REQUIRED WORK: Pull out every row below that contains the string "inside" and copy each one unchanged. Matching is case-sensitive.

RECORD EXCERPTS:
_ _ _ _
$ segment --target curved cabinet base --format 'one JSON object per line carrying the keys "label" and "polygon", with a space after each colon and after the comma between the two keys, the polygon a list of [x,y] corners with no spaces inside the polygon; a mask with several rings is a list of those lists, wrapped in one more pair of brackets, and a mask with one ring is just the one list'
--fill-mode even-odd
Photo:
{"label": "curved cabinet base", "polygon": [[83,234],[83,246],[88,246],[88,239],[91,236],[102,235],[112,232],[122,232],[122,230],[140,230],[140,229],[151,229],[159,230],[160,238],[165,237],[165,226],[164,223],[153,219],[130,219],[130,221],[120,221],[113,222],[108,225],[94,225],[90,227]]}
_ _ _ _
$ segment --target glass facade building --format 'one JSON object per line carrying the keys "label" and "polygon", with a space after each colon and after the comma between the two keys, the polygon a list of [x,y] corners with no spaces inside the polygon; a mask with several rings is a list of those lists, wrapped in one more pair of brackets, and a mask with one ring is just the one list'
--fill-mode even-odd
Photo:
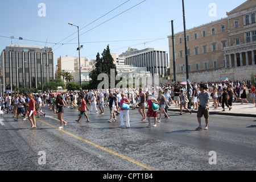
_ _ _ _
SOLUTION FOR THIS TASK:
$ segment --target curved cabinet base --format 'one JSON object per line carrying the keys "label" and "polygon", with a space after each colon and after the comma between the two keys, the polygon a list of [x,y] corners with no spaces inside the polygon; a mask with several rings is a list of those lists, wrapped in one more pair of brackets, and a mask with one ring is just the one list'
$ segment --target glass facade building --format 'one JSON object per line carrying the keys "label" and "polygon", with a space after each colon and after the comma between the two keys, the polygon a list of [x,y] corners with no spaces inside the polygon; a mask with several rings is a list of those lists, wrapped in one more pair of brackets, and a mask with one ring is just the one list'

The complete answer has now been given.